### Goal of the exercise:
Rewrite the lines below, putting "rectangle" in place of "bounding box" each time it occurs and leaving everything else as it is.

======== Extracted data

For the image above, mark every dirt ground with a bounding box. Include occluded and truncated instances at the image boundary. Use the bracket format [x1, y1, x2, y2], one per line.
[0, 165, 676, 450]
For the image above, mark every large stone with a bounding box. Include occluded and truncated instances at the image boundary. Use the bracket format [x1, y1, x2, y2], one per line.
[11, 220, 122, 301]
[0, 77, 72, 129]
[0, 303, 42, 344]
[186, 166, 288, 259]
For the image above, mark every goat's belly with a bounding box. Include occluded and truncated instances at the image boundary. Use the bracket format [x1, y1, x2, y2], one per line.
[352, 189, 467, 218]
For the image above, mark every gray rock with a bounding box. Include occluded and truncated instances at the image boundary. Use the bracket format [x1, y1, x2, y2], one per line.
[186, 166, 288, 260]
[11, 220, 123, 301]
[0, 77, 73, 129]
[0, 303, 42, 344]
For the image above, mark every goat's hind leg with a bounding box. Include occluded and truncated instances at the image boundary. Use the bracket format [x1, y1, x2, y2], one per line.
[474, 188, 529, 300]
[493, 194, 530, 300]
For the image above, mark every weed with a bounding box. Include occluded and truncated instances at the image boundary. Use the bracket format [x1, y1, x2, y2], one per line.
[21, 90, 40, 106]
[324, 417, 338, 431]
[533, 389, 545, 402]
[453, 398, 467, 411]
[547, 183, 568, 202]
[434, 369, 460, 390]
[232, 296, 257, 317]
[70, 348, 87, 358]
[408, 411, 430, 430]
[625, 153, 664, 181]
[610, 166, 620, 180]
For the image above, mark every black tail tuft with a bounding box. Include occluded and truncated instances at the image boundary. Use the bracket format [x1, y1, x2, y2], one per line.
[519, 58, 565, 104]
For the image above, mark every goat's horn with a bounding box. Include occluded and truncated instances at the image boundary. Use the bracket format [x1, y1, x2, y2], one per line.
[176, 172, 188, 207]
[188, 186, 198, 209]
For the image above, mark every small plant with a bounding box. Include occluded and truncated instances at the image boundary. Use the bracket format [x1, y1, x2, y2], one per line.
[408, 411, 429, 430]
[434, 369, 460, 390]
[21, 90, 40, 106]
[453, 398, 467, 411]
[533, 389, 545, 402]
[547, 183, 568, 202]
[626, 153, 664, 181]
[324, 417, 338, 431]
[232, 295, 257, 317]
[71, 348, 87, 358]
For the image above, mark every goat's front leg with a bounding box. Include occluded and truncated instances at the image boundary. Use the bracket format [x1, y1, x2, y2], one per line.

================

### Finished task:
For the image above, mark every dirt ground with a rectangle. Include occluded and truncated instances at the image boundary. Use the bracket format [x1, y1, x2, y2], one per line.
[0, 165, 676, 450]
For the image above, mark every large stone with a rectangle. Include occluded and truncated instances at the image boundary. Use the bracket format [x1, y1, x2, y2], one per line.
[11, 220, 122, 301]
[0, 77, 72, 129]
[0, 303, 42, 344]
[186, 166, 288, 259]
For the image above, mark every goat's belly with a rectangle. Include occluded and truncated instances at the image boundary. Use the bracket format [x1, y1, x2, y2], one per line.
[352, 189, 467, 218]
For the image above, mark every gray rock with a rectangle. Include occluded and truncated instances at the image boundary. Use the bracket format [x1, y1, x2, y2], one per line.
[186, 166, 288, 260]
[11, 220, 123, 301]
[0, 77, 73, 129]
[0, 303, 42, 344]
For the image above, mark every goat's hind leg with a rectangle. Include occluded and truncated instances at the image boundary. Use the bracket format [x1, y1, x2, y2], one per line.
[474, 188, 529, 300]
[493, 194, 530, 300]
For the image above, mark every weed with a rectangle. Include occluded and truncated instances at the image boundary. Use the bracket format [x1, y1, x2, y2], one per line.
[21, 90, 40, 106]
[324, 417, 338, 431]
[533, 389, 545, 402]
[453, 398, 467, 411]
[547, 183, 568, 202]
[434, 369, 460, 390]
[232, 296, 257, 317]
[70, 348, 87, 358]
[408, 411, 430, 430]
[625, 153, 664, 181]
[610, 166, 620, 180]
For the image above, mark every black tail tuft with a rectangle. Include occluded and truncated instances at the image boundary. Use the bracket format [x1, y1, x2, y2], one per line.
[519, 58, 565, 104]
For the image above, mark every goat's horn with a rectangle. Include occluded and truncated instances at the image boundary. Use the bracket format [x1, y1, x2, y2], one per line.
[176, 172, 188, 207]
[188, 186, 198, 209]
For the image above, mark every small plant with a rectangle. Include occluded and truncated instances at the image boundary. Use the bracket format [x1, y1, x2, y2], one per line.
[408, 411, 429, 430]
[434, 369, 460, 390]
[21, 90, 40, 106]
[453, 398, 467, 411]
[533, 389, 545, 402]
[547, 183, 568, 202]
[626, 153, 664, 181]
[324, 417, 338, 431]
[232, 295, 257, 317]
[71, 348, 87, 358]
For the image above, mark every goat's front leg with a rectangle. Include occluded and truncated instances at the image boundary. Use the bracket format [x1, y1, x2, y2], one per line.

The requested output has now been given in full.